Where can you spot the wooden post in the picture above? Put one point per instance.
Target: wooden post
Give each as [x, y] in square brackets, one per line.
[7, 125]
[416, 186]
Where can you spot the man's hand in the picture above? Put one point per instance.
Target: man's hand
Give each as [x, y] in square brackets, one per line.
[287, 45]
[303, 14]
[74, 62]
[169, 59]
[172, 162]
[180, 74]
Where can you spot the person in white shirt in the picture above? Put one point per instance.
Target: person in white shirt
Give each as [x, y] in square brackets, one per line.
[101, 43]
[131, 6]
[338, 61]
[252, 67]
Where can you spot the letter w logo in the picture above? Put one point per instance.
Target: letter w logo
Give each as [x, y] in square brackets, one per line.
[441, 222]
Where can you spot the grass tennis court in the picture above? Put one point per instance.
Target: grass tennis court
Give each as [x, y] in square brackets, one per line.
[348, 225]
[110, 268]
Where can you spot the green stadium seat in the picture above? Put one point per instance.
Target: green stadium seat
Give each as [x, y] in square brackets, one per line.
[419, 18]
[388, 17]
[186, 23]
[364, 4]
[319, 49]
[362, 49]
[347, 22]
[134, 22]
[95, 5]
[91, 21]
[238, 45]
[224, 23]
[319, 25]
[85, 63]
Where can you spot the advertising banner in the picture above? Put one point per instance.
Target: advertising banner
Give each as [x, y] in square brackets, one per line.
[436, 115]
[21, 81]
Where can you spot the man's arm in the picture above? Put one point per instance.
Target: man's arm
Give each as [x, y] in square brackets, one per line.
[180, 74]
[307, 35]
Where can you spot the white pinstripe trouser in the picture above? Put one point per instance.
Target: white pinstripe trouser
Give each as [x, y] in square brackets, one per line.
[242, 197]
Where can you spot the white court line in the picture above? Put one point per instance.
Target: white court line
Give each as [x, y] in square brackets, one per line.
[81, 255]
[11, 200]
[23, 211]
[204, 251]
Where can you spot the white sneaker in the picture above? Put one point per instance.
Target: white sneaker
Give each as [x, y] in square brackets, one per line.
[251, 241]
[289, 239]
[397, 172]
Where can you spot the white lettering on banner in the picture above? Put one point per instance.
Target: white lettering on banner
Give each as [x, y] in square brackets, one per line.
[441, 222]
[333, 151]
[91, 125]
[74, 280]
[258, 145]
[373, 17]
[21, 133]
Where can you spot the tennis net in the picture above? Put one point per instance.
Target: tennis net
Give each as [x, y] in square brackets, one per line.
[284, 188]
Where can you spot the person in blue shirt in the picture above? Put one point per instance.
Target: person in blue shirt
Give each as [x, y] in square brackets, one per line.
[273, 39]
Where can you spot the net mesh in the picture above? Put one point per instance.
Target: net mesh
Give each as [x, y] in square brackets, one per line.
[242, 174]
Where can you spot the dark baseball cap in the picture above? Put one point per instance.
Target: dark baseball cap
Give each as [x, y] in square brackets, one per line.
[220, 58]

## GIVEN TASK
Repeat the material above in full, quoting it exactly.

## THE COMPLETED TASK
Where can you spot the wooden post in the picture above? Put one point per instance.
Target: wooden post
Give each as [x, y] in square brackets, one per line.
[7, 125]
[416, 186]
Where can you spot the man's hand in the picture above? Put one point per instance.
Target: man's hand
Give each as [x, y] in square brackets, one per line.
[287, 45]
[303, 14]
[74, 62]
[169, 59]
[172, 162]
[180, 74]
Where can you spot the person in white shirt in the picture above? Put one point per instance.
Target: person in white shirt
Give each as [x, y] in square brackets, one per line.
[101, 43]
[131, 6]
[338, 61]
[252, 67]
Where can you spot the letter w logo in the picture above? Put one point per instance.
Target: letter w logo
Give each as [x, y] in square brackets, one per line.
[441, 222]
Where can you spot the grass tennis court in the picture above? Put one point per instance.
Target: grass tennis court
Give each as [x, y] in square brackets, one per line.
[348, 225]
[110, 268]
Where can you spot the green stadium seat in the picture above? Put one point per instance.
Target: green stadium seat
Give each as [x, y] in square brackets, one per line.
[419, 18]
[388, 17]
[186, 23]
[364, 4]
[319, 49]
[362, 49]
[347, 22]
[134, 22]
[95, 5]
[91, 21]
[238, 45]
[224, 23]
[319, 25]
[85, 63]
Where can you spot the advertising banner in the picture above? Put one point per instance.
Target: advertising banner
Give each as [x, y] in square brackets, one per line.
[436, 115]
[21, 81]
Where can you spot the man's arm in the picture above? Put one point per instance.
Target: man's arm
Give each as [x, y] in square brackets, one per line.
[180, 74]
[307, 35]
Where can you spot the white pinstripe trouser in the picture above? Put one point per instance.
Target: white pinstripe trouser
Give each as [x, y] in square brackets, one per line.
[242, 197]
Where can you spot the white court line in the picture above? Put one point per instance.
Target: white court line
Give each as [x, y] in square brackets, one per line.
[81, 255]
[11, 200]
[23, 211]
[204, 251]
Where can you spot the white sneaker in the picture above? Put one point per instance.
Target: white sneaker
Give each as [x, y] in square brackets, one per line.
[251, 241]
[289, 239]
[397, 172]
Where can you spot the white lettering on banner in the picture above? Put one point per instance.
Target: white lettering on banner
Give each as [x, y] in square brackets, one per line.
[441, 222]
[333, 151]
[91, 125]
[74, 280]
[258, 145]
[373, 17]
[21, 133]
Where can you spot the tennis net in the picture above? Put one point per instance.
Target: tennis net
Give each as [x, y] in square brackets, one per line.
[284, 188]
Where can you spot the person in blue shirt in the picture above? Put one point per instance.
Target: person in blue shirt
Give each as [x, y] in square brackets, one per line.
[273, 39]
Where can you spot the net mesh in the picture above? Put one point per instance.
Target: net mesh
Give each as [x, y] in square brackets, one per line.
[242, 174]
Where can you spot the dark baseball cap in the picture above? Put one point per instance.
Target: dark baseball cap
Give each as [x, y] in square brackets, one per line.
[220, 58]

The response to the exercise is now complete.